#### ENTRIES PROVIDED
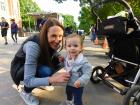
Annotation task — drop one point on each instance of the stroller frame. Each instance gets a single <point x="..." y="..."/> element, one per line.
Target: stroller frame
<point x="130" y="87"/>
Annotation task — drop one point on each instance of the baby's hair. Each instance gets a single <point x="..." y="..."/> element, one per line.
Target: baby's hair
<point x="74" y="35"/>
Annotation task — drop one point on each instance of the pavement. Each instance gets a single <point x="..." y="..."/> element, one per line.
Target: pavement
<point x="93" y="94"/>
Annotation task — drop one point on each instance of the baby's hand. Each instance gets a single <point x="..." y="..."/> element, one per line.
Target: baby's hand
<point x="61" y="58"/>
<point x="77" y="84"/>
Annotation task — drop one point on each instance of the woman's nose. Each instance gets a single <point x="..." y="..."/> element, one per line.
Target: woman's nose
<point x="57" y="39"/>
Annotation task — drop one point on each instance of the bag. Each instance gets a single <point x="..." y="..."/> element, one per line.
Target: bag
<point x="17" y="64"/>
<point x="113" y="27"/>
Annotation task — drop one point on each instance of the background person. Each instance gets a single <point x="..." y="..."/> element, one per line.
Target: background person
<point x="14" y="30"/>
<point x="4" y="28"/>
<point x="79" y="68"/>
<point x="39" y="68"/>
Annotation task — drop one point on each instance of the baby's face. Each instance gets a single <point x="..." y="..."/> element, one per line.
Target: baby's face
<point x="73" y="47"/>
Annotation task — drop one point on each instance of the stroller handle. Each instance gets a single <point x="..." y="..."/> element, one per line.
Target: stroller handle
<point x="123" y="2"/>
<point x="131" y="16"/>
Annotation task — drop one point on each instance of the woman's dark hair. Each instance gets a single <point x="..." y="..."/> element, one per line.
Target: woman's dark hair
<point x="44" y="44"/>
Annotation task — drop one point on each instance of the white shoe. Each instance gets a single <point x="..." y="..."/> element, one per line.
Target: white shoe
<point x="29" y="99"/>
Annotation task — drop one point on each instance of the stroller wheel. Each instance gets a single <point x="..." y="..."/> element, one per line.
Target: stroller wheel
<point x="132" y="97"/>
<point x="96" y="74"/>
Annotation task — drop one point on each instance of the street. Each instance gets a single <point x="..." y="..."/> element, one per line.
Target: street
<point x="94" y="94"/>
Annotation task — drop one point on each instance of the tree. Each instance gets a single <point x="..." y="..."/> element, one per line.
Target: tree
<point x="27" y="6"/>
<point x="69" y="21"/>
<point x="90" y="7"/>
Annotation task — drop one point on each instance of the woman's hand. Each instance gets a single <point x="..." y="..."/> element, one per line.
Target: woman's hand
<point x="61" y="58"/>
<point x="59" y="78"/>
<point x="77" y="84"/>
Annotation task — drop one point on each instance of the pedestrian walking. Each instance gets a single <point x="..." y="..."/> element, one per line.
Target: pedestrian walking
<point x="78" y="67"/>
<point x="40" y="65"/>
<point x="14" y="30"/>
<point x="93" y="34"/>
<point x="4" y="28"/>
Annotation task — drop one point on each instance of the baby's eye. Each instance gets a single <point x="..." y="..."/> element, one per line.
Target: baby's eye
<point x="75" y="45"/>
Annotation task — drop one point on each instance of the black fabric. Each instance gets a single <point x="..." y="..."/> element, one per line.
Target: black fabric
<point x="17" y="64"/>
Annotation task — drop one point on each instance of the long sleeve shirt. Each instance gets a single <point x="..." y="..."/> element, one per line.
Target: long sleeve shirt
<point x="32" y="52"/>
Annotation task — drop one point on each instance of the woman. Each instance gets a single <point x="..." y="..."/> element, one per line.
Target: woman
<point x="14" y="30"/>
<point x="39" y="68"/>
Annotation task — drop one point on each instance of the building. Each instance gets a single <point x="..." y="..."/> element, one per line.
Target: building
<point x="10" y="9"/>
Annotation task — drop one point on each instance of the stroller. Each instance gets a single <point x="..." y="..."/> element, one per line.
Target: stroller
<point x="122" y="73"/>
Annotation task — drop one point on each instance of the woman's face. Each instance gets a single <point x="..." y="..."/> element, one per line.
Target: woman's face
<point x="55" y="35"/>
<point x="73" y="47"/>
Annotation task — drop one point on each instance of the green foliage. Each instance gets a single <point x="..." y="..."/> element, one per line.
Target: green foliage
<point x="28" y="6"/>
<point x="88" y="17"/>
<point x="69" y="21"/>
########
YOUR OBJECTIVE - Quote all of the data above word for word, omitting the pictures.

WRITTEN ANSWER -
Annotation task — drop one point on each instance of the stroller frame. Each instance gets a single <point x="..." y="..."/> element, one per line.
Target: stroller frame
<point x="130" y="87"/>
Annotation task — drop one point on each instance of the baby's hair. Each instance gets a single <point x="..." y="..."/> element, one per line.
Target: baby's hair
<point x="74" y="35"/>
Annotation task — drop one point on each instance of the pavement. Each instance gets a single <point x="..." y="..."/> element, one per line.
Target: pavement
<point x="93" y="94"/>
Annotation task — drop one point on each instance of the baby's hand. Each instance gets a single <point x="..." y="..."/> element, one per line.
Target: baby's hand
<point x="61" y="58"/>
<point x="77" y="84"/>
Annotation task — drop one point on each instance of the woman's nose. Each instance gets a single <point x="..." y="..."/> element, one per line.
Target: woman's nose
<point x="57" y="39"/>
Annotation task — drop one point on each instance of the bag. Each instance gets a single <point x="..." y="..."/> element, one per line.
Target: bag
<point x="17" y="64"/>
<point x="113" y="27"/>
Annotation task — drop one point on each instance of the background person. Each instance gets a single <point x="..." y="..."/> element, one per line.
Target: background person
<point x="14" y="30"/>
<point x="4" y="28"/>
<point x="79" y="68"/>
<point x="39" y="68"/>
Annotation task — drop one point on each instance of the baby's face. Each instance gets a single <point x="..." y="..."/> element, one per line.
Target: baby's face
<point x="73" y="47"/>
Annotation task — drop one point on each instance of the stroller handle. Each instance gets a single <point x="..." y="..."/> element, one per line.
Target: stroller handle
<point x="123" y="2"/>
<point x="131" y="16"/>
Annotation task — drop one point on each instance of the woman's dark hair. Each instance gets a single <point x="..." y="..."/> element, one per line.
Target: woman's dark hair
<point x="44" y="44"/>
Annotation task — drop one point on each instance of the white shoe. Each instance gets a single <point x="..." y="..."/> element, one per line.
Target: white shoe
<point x="29" y="99"/>
Annotation task — drop one point on each instance of the stroller wheel. Each instance gets a single <point x="..." y="..."/> element, one per line.
Target: stroller wheel
<point x="132" y="97"/>
<point x="96" y="74"/>
Annotation task — drop one point on each instance of the street. Each instance gets a single <point x="..." y="..."/> element, one per line.
Target: street
<point x="94" y="94"/>
Annotation task — drop one point on each instance of the tree. Each instance gets a single <point x="..." y="..."/> element, one per line.
Target: tree
<point x="27" y="6"/>
<point x="69" y="21"/>
<point x="90" y="7"/>
Annotation task — drop one point on each instance of the woman's hand. Each instance gets a single <point x="..." y="..."/> element, one per line.
Target: woman's hand
<point x="61" y="58"/>
<point x="59" y="78"/>
<point x="77" y="84"/>
Annotation task — drop one point on each instance of the pedestrian walking. Each instance gets a single <point x="..." y="..."/> element, one per line.
Target: pedestrian walking
<point x="78" y="67"/>
<point x="40" y="65"/>
<point x="14" y="30"/>
<point x="93" y="34"/>
<point x="4" y="28"/>
Annotation task — drop one point on each instance of the baby's eye. Each instance gets a single <point x="..." y="..."/> element, one per line.
Target: baby's eye
<point x="75" y="45"/>
Annotation task — drop one point on each instance of the black fabric. Each instance gets a single <point x="..." y="..."/> element, one per line.
Target: black fabric
<point x="17" y="64"/>
Annotation task — drop one point on each instance of the long sleeve shirt. Each instance gets a single <point x="..." y="..."/> element, one per line.
Target: long sleeve shirt
<point x="32" y="52"/>
Annotation task — drop one point on each instance of the woman. Each instance gets a single <point x="..." y="..."/> element, one per line.
Target: woman
<point x="14" y="30"/>
<point x="39" y="68"/>
Annotation task — drop one point on each instance of the building. Each instance gets a single <point x="..." y="..."/> element, one per line.
Target: building
<point x="10" y="9"/>
Annotation task — drop one point on each instance of the stroller. Each instance gets a single <point x="..." y="..."/> element, one per line.
Target: stroller
<point x="122" y="73"/>
Annotation task — drop one point on each instance of the woman's face. Each instance gets a single <point x="..." y="..."/> element, one per line.
Target: woman's face
<point x="55" y="35"/>
<point x="73" y="47"/>
Annotation task — drop one point on each instance of the green foliage. Each instance gets a single <point x="..." y="..."/> element, one per line.
Target: green foliage
<point x="28" y="6"/>
<point x="88" y="17"/>
<point x="69" y="21"/>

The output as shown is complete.